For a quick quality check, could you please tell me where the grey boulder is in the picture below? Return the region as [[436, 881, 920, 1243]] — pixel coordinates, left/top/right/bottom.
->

--

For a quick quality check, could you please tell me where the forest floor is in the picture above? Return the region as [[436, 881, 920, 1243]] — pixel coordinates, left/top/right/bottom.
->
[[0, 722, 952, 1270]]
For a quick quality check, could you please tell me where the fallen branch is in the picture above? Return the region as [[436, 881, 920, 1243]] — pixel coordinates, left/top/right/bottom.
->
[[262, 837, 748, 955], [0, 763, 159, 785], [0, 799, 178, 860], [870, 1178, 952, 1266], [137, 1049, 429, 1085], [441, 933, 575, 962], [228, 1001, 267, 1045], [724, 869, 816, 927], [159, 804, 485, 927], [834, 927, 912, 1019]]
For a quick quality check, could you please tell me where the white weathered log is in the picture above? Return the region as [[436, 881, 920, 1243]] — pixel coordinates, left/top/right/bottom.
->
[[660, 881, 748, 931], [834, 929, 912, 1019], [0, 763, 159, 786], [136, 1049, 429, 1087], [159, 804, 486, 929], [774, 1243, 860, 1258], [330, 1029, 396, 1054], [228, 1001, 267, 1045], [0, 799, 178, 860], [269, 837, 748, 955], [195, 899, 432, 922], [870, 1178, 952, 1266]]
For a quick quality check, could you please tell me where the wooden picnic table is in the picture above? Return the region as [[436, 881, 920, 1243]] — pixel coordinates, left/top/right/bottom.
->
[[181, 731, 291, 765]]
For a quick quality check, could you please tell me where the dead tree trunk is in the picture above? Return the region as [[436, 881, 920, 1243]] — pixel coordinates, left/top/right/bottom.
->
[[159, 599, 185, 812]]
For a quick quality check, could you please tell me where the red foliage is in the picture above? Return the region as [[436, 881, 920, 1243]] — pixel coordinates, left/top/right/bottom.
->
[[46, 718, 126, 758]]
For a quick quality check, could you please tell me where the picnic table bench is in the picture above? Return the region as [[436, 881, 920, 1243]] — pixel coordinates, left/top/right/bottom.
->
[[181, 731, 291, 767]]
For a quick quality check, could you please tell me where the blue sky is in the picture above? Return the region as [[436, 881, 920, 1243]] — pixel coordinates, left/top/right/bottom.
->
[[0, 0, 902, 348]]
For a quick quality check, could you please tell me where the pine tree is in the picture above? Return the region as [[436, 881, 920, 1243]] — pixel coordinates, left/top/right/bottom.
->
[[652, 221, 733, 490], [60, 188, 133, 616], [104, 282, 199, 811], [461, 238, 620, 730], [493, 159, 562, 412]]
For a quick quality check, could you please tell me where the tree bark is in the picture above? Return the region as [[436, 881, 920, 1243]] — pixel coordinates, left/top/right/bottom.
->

> DIRECTIVE: Rewrite the lines of the records as a JSON list of strings, one string per line with blank lines left out. Begin at the line that has "where the blue" and stop after the line that has "[[0, 0, 902, 348]]".

> COMPLETED TASK:
[
  "For a quick quality check, could you please tell me where the blue sky is in the picture above? Return the region as [[436, 881, 920, 1243]] — pixel coordinates, left/top/right/bottom.",
  "->",
  "[[0, 0, 902, 348]]"
]